## WHAT TO DO
Each entry must be printed again without a single change.

Dataset entries:

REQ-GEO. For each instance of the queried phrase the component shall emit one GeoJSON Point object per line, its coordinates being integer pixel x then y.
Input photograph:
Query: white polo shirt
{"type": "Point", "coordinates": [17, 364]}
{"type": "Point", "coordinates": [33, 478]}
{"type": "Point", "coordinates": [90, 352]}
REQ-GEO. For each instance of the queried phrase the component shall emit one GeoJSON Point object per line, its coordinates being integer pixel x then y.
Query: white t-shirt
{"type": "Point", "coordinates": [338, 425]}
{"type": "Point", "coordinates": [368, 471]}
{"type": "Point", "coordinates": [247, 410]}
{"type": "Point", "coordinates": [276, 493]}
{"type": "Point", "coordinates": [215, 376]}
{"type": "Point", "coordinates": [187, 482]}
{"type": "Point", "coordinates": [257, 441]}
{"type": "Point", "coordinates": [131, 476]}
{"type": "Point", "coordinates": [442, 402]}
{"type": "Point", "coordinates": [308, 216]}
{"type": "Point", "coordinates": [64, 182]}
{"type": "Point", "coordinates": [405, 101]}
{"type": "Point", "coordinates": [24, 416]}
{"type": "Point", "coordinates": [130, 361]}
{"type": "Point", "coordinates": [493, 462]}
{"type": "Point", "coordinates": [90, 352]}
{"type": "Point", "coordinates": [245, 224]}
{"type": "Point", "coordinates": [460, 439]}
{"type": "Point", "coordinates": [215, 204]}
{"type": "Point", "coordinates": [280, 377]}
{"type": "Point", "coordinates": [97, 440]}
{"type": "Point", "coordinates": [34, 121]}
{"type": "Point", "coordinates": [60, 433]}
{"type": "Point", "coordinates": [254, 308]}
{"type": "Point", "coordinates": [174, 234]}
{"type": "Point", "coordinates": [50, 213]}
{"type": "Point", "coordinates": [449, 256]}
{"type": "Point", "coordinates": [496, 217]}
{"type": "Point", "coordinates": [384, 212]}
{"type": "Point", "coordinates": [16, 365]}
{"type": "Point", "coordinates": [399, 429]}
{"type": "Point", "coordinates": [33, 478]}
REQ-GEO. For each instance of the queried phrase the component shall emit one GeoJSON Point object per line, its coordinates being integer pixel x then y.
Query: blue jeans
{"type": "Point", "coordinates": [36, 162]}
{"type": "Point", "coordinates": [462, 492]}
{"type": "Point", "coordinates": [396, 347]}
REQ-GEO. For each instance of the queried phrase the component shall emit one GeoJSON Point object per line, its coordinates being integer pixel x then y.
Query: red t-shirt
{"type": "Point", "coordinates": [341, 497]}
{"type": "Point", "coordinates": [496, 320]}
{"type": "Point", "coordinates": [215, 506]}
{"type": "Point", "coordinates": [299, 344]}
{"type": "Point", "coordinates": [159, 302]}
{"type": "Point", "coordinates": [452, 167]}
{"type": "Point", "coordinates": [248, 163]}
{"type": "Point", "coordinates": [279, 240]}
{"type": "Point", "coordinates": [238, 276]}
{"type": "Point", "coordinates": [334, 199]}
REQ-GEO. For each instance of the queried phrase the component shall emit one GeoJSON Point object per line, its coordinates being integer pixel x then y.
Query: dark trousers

## ANSWER
REQ-GEO. For each instance of the queried phrase the component shall emit one GeoJSON Point object per line, its coordinates being integer pixel x then y.
Input photograph:
Query: white polo shirt
{"type": "Point", "coordinates": [17, 364]}
{"type": "Point", "coordinates": [33, 478]}
{"type": "Point", "coordinates": [90, 352]}
REQ-GEO. For each instance of the queried phrase the component shall emit one GeoJSON Point object per line, its coordinates being integer pixel x then y.
Query: white t-shirt
{"type": "Point", "coordinates": [338, 425]}
{"type": "Point", "coordinates": [368, 471]}
{"type": "Point", "coordinates": [247, 410]}
{"type": "Point", "coordinates": [276, 493]}
{"type": "Point", "coordinates": [215, 376]}
{"type": "Point", "coordinates": [187, 482]}
{"type": "Point", "coordinates": [257, 441]}
{"type": "Point", "coordinates": [131, 476]}
{"type": "Point", "coordinates": [442, 402]}
{"type": "Point", "coordinates": [308, 216]}
{"type": "Point", "coordinates": [64, 182]}
{"type": "Point", "coordinates": [405, 101]}
{"type": "Point", "coordinates": [24, 416]}
{"type": "Point", "coordinates": [130, 361]}
{"type": "Point", "coordinates": [493, 462]}
{"type": "Point", "coordinates": [90, 352]}
{"type": "Point", "coordinates": [245, 224]}
{"type": "Point", "coordinates": [460, 439]}
{"type": "Point", "coordinates": [215, 204]}
{"type": "Point", "coordinates": [280, 377]}
{"type": "Point", "coordinates": [97, 440]}
{"type": "Point", "coordinates": [34, 121]}
{"type": "Point", "coordinates": [60, 433]}
{"type": "Point", "coordinates": [254, 308]}
{"type": "Point", "coordinates": [174, 234]}
{"type": "Point", "coordinates": [50, 213]}
{"type": "Point", "coordinates": [449, 256]}
{"type": "Point", "coordinates": [496, 217]}
{"type": "Point", "coordinates": [384, 212]}
{"type": "Point", "coordinates": [16, 365]}
{"type": "Point", "coordinates": [399, 429]}
{"type": "Point", "coordinates": [33, 478]}
REQ-GEO. For each instance of the queried phrase the component shall emit one GeoJSON Point object per line, its coordinates being integer pixel x then y.
Query: blue jeans
{"type": "Point", "coordinates": [36, 162]}
{"type": "Point", "coordinates": [462, 492]}
{"type": "Point", "coordinates": [396, 347]}
REQ-GEO. For each instance of the queried phrase the component shall emit one GeoJSON Point object per line, its coordinates being integer pixel x then y.
Query: red t-shirt
{"type": "Point", "coordinates": [341, 497]}
{"type": "Point", "coordinates": [496, 320]}
{"type": "Point", "coordinates": [215, 506]}
{"type": "Point", "coordinates": [299, 344]}
{"type": "Point", "coordinates": [159, 302]}
{"type": "Point", "coordinates": [452, 167]}
{"type": "Point", "coordinates": [248, 163]}
{"type": "Point", "coordinates": [279, 240]}
{"type": "Point", "coordinates": [238, 276]}
{"type": "Point", "coordinates": [334, 199]}
REQ-GEO. For each instance of the queried phrase the component shall emit one GeoJSON Point object per line, its coordinates being integer pixel x then y.
Query: dark trousers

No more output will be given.